### Direction A
Answer these questions about the Java method-length and benchmarking text:
(i) In the decomposed version, what length does the truncate method cut a longer string down to?
(ii) Which characters does the sanitize method remove?
(iii) What is the benchmark class named?

### Given text
-*-*-

Method Length — Single Responsibility

// ❌ One method doing everything
public String processInput(String raw) {
    raw = raw.trim();
    raw = raw.replaceAll("\\s+", " ");
    if (raw.length() > 100) raw = raw.substring(0, 100);
    raw = raw.replaceAll("[<>]", "");
    return raw.toLowerCase();
}

// ✅ Decomposed — each method does one thing
public String processInput(String raw) {
    return pipeline(raw,
        this::normalize,
        this::truncate,
        this::sanitize,
        String::toLowerCase
    );
}

private String normalize(String s)  { return s.strip().replaceAll("\\s+", " "); }
private String truncate(String s)   { return s.length() > 100 ? s.substring(0, 100) : s; }
private String sanitize(String s)   { return s.replaceAll("[<>]", ""); }

@SafeVarargs
private String pipeline(String input, java.util.function.UnaryOperator<String>... steps) {
    for (var step : steps) input = step.apply(input);
    return input;
}

Performance Optimization

Benchmark: String Concatenation Methods

import java.util.stream.*;

public class StringBenchmark {
    private static final int ITERATIONS = 100_000;

    public static void main(String[] args) {
        // Test 1: += operator
        long start = System.nanoTime();
        String s = "";
        for (int i = 0; i < ITERATIONS; i++) s += "a";
        long plusTime = System.nanoTime() - start;

        // Test 2: StringBuilder
        start = System.nanoTime();
        StringBuilder sb = new StringBuilder();
        for (int i = 0; i < ITERATIONS; i++) sb.append("a");
        String result = sb.toString();
        long sbTime = System.nanoTime() - start;

        // Test 3: StringBuilder pre-sized
        start = System.nanoTime();
        StringBuilder sbPre = new StringBuilder(ITERATIONS);
        for (int i = 0; i < ITERATIONS; i++) sbPre.append("a");
        String result2 = sbPre.toString();
        long sbPreTime = System.nanoTime() - start;

        System.out.printf("String +=:            %,d ms%n", plusTime / 1_000_000);
        System.out.printf("StringBuilder:        %,d ms%n", sbTime / 1_000_000);
        System.out.printf("StringBuilder (pre):  %,d ms%n", sbPreTime / 1_000_000);
    }
}

Typical results (100K iterations):

Method Time Relative
String += ~3,500 ms 1x (baseline)

-*-*-

### Direction B
Which lines of the records below run from the line containing "Annotate the utility" through the last line of the records? Reproduce those lines of the records, including both ends, and nothing else.

### A few records
-*-*-

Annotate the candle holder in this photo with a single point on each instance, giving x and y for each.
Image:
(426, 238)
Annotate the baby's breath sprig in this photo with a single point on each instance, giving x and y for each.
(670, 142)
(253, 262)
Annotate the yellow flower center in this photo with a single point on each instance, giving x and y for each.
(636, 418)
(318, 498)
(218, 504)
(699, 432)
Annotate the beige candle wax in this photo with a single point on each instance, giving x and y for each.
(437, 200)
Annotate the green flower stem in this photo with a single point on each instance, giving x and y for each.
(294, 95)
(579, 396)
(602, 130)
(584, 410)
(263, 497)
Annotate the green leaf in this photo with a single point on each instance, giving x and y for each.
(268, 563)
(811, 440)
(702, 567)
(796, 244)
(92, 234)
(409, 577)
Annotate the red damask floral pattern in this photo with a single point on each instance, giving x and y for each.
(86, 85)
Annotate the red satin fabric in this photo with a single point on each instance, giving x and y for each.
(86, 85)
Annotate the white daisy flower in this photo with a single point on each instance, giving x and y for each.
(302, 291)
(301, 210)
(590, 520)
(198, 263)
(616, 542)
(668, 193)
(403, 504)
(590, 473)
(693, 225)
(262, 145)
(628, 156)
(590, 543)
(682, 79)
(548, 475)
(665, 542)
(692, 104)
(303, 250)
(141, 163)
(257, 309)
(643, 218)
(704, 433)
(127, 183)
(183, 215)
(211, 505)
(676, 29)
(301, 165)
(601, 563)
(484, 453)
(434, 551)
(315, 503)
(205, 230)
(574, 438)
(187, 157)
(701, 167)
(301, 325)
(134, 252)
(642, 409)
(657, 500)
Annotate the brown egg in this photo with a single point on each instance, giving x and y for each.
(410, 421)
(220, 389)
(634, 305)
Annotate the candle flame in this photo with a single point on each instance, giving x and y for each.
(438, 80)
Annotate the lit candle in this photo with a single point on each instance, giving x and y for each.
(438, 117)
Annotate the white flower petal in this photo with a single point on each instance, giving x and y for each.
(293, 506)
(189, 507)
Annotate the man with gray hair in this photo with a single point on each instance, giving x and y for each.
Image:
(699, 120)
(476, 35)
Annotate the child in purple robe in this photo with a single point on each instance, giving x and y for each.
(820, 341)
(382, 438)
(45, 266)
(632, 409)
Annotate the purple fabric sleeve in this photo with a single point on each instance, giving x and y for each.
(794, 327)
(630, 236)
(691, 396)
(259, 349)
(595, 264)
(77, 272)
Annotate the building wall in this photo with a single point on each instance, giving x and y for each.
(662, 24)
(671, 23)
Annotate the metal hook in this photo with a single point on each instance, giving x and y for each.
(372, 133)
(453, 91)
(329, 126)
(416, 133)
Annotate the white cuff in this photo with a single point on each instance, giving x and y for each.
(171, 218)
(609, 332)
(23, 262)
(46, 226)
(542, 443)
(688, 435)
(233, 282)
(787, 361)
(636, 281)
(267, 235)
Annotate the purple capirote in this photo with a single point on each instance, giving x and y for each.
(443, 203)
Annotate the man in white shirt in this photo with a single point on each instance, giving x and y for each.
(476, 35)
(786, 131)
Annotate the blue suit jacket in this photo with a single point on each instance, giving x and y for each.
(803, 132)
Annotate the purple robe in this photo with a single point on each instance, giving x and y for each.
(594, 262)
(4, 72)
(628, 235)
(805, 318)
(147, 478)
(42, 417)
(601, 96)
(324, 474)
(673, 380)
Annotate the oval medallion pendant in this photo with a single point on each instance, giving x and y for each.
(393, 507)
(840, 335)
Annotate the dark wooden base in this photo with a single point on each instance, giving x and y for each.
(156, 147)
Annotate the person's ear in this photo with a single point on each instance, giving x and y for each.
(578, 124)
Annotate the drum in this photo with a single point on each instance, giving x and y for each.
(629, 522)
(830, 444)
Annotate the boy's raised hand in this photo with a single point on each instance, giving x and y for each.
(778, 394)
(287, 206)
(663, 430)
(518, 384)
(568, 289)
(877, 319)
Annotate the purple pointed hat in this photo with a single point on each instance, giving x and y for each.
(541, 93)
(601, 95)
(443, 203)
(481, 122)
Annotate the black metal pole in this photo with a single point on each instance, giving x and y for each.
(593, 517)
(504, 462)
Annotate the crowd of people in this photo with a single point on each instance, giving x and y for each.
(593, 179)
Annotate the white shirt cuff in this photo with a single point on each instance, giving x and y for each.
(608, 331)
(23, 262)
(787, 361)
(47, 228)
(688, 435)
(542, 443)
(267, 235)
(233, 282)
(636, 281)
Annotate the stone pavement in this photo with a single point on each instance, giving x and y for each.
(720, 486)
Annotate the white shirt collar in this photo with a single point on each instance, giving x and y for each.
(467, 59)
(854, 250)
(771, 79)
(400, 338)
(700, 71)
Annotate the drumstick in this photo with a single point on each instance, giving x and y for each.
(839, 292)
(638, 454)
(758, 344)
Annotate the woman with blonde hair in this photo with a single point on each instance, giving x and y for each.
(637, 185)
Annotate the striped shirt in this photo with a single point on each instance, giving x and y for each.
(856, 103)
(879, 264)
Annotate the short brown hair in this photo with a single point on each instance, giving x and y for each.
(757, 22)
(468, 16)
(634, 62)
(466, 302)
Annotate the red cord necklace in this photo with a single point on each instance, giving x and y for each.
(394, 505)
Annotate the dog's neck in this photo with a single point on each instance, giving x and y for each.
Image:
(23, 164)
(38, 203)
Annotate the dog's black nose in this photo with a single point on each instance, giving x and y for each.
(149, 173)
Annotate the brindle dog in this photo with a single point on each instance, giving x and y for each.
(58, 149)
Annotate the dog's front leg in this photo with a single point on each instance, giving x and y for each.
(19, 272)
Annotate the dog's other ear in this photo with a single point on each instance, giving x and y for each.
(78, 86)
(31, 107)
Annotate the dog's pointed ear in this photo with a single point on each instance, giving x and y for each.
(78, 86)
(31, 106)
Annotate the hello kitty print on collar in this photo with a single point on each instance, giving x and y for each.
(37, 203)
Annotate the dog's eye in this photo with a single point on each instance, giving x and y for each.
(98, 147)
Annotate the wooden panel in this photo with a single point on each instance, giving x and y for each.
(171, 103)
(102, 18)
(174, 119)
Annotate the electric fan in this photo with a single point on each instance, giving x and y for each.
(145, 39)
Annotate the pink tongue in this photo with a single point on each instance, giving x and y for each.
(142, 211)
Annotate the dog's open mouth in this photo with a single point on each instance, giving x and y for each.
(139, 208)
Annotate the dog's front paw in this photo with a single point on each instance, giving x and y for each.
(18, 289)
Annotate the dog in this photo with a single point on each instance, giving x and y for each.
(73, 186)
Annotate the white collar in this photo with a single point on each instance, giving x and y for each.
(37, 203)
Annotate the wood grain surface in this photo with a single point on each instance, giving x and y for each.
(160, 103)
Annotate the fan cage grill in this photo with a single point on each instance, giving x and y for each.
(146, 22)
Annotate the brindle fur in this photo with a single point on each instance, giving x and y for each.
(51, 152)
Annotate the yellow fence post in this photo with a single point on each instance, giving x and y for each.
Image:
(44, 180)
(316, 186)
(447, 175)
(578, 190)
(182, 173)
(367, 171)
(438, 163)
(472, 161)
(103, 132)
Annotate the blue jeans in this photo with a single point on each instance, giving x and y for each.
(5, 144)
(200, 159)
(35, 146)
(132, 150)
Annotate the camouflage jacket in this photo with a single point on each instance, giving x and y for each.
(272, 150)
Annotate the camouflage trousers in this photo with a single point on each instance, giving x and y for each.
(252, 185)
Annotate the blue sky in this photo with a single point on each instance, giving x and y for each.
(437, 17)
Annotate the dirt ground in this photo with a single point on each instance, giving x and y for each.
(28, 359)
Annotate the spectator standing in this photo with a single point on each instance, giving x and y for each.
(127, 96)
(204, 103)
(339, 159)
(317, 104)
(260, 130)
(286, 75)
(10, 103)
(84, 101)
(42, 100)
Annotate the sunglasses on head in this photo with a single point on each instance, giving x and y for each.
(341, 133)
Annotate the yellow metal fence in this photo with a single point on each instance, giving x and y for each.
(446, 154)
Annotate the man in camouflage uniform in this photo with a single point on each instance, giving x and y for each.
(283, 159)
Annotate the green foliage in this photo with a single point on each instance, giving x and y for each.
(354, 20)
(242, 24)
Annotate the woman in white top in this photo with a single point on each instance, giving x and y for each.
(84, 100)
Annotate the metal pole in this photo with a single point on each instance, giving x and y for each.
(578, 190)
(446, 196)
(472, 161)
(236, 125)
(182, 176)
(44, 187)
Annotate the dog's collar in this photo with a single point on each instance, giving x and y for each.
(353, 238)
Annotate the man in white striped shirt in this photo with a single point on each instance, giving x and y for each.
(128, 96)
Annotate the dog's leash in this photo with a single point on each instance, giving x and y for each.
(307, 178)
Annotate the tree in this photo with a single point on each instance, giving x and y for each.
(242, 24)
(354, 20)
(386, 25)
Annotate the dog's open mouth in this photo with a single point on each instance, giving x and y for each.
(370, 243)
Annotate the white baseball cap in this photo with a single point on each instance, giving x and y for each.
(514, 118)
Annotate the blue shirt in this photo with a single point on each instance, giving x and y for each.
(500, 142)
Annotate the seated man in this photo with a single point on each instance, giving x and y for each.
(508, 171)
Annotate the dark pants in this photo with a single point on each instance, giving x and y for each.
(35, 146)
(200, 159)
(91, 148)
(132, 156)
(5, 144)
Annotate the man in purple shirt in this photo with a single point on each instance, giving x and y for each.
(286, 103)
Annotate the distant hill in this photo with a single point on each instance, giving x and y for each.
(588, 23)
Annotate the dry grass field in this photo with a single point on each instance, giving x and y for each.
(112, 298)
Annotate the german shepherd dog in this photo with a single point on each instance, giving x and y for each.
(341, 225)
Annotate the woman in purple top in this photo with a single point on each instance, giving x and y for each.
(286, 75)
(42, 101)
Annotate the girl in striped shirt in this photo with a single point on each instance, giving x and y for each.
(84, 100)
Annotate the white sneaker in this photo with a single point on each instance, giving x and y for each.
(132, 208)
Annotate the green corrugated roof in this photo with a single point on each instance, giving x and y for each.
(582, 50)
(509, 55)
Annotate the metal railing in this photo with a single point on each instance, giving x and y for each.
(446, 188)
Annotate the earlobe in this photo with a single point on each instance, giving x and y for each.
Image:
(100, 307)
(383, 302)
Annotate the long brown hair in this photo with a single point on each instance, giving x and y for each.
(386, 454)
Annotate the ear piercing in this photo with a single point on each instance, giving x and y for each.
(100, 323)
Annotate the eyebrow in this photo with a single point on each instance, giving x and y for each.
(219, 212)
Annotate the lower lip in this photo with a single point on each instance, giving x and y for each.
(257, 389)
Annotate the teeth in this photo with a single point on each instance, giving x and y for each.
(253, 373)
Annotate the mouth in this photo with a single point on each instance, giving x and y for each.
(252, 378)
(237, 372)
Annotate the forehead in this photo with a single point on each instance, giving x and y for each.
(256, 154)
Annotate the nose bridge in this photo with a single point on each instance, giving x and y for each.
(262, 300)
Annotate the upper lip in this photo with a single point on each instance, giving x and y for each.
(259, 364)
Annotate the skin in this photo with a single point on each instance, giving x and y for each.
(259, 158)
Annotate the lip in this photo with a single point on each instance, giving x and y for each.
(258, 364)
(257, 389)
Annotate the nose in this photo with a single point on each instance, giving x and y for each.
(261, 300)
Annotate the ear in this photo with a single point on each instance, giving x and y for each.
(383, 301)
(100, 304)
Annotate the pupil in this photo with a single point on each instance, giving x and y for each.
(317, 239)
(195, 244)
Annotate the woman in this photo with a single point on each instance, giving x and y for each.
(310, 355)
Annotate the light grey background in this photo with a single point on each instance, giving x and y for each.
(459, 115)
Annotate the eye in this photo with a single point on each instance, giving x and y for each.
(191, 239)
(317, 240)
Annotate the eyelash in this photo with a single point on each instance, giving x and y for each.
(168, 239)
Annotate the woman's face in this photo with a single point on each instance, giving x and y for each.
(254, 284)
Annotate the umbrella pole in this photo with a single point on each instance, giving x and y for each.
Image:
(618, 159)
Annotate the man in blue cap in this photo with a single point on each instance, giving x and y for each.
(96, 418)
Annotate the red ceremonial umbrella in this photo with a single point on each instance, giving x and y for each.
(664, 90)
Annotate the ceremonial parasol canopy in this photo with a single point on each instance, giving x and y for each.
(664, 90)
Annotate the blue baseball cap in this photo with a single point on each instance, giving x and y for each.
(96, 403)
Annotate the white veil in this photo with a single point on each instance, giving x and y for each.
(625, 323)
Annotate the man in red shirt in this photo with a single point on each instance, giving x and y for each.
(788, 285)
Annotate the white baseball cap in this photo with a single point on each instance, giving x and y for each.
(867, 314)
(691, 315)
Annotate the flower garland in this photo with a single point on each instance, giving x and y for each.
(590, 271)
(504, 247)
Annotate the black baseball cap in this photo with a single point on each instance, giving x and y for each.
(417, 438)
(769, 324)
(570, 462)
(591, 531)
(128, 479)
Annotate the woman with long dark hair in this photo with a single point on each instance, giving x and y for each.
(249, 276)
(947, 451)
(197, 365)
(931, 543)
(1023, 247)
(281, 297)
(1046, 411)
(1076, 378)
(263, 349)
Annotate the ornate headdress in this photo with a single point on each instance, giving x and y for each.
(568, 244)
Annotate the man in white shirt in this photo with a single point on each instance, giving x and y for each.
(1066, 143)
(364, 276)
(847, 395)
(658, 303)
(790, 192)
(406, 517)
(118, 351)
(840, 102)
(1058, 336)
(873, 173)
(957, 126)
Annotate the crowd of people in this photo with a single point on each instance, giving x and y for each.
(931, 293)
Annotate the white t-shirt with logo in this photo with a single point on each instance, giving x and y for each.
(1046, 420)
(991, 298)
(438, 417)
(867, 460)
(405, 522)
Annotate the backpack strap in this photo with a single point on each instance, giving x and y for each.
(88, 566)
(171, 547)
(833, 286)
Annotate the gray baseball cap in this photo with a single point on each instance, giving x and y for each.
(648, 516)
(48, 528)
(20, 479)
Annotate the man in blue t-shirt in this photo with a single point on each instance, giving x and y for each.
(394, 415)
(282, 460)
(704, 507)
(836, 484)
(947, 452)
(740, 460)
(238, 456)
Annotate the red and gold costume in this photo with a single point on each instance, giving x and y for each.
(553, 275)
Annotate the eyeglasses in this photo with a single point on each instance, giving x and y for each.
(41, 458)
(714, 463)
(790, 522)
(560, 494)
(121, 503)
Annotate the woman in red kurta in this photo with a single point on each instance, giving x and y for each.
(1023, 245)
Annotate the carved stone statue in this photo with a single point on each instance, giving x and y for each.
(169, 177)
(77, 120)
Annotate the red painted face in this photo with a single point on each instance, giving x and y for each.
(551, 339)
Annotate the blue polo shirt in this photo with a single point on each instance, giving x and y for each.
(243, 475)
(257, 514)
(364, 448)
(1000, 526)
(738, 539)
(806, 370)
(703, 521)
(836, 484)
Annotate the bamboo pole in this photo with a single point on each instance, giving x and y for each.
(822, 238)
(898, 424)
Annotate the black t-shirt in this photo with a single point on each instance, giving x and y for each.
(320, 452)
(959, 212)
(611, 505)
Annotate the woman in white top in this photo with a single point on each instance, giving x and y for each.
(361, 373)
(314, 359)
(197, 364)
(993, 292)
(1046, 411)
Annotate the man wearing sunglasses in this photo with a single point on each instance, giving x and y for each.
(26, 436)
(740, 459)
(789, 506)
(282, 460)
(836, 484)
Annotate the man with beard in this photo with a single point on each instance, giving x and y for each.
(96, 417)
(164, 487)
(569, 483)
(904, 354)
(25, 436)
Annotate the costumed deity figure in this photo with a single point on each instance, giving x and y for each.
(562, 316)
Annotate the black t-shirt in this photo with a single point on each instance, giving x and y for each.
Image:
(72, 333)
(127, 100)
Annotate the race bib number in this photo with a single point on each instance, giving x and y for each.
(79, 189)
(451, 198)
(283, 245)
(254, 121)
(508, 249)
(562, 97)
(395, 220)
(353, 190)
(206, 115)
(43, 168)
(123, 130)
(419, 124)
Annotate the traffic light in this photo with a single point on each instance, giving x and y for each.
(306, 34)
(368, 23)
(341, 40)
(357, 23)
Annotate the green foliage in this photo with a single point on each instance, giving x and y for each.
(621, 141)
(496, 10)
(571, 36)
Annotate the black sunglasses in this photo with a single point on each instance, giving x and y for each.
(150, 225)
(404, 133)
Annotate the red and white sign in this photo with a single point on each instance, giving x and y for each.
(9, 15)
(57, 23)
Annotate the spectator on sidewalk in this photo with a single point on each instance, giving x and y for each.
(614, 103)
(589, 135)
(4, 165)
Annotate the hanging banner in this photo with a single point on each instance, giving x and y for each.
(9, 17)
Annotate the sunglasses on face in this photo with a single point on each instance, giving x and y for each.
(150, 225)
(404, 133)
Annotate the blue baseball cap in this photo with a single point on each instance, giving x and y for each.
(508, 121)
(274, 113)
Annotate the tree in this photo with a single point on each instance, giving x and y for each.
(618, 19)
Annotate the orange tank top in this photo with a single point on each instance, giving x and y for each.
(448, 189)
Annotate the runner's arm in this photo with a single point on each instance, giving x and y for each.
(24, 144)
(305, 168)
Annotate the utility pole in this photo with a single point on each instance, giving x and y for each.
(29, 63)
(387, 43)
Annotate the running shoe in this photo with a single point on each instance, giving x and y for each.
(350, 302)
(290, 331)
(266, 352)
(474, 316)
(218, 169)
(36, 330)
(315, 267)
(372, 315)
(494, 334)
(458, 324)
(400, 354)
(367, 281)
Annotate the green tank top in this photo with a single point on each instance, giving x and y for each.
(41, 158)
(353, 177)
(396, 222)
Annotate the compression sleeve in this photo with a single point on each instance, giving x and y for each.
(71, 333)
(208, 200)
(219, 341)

-*-*-

### Task response A
(i) 100 characters
(ii) < and >
(iii) StringBenchmark

### Task response B
Annotate the utility pole in this photo with a single point on each instance, giving x and y for each.
(29, 63)
(387, 43)
Annotate the running shoe in this photo with a single point on each instance, giving x and y for each.
(350, 302)
(290, 331)
(266, 352)
(474, 316)
(218, 169)
(36, 330)
(315, 267)
(372, 315)
(494, 334)
(458, 324)
(400, 354)
(367, 281)
Annotate the green tank top in this photo with a single point on each instance, giving x and y for each.
(41, 158)
(353, 177)
(396, 222)
Annotate the compression sleeve in this photo with a single point on each instance, giving x and y for each.
(71, 333)
(208, 200)
(219, 341)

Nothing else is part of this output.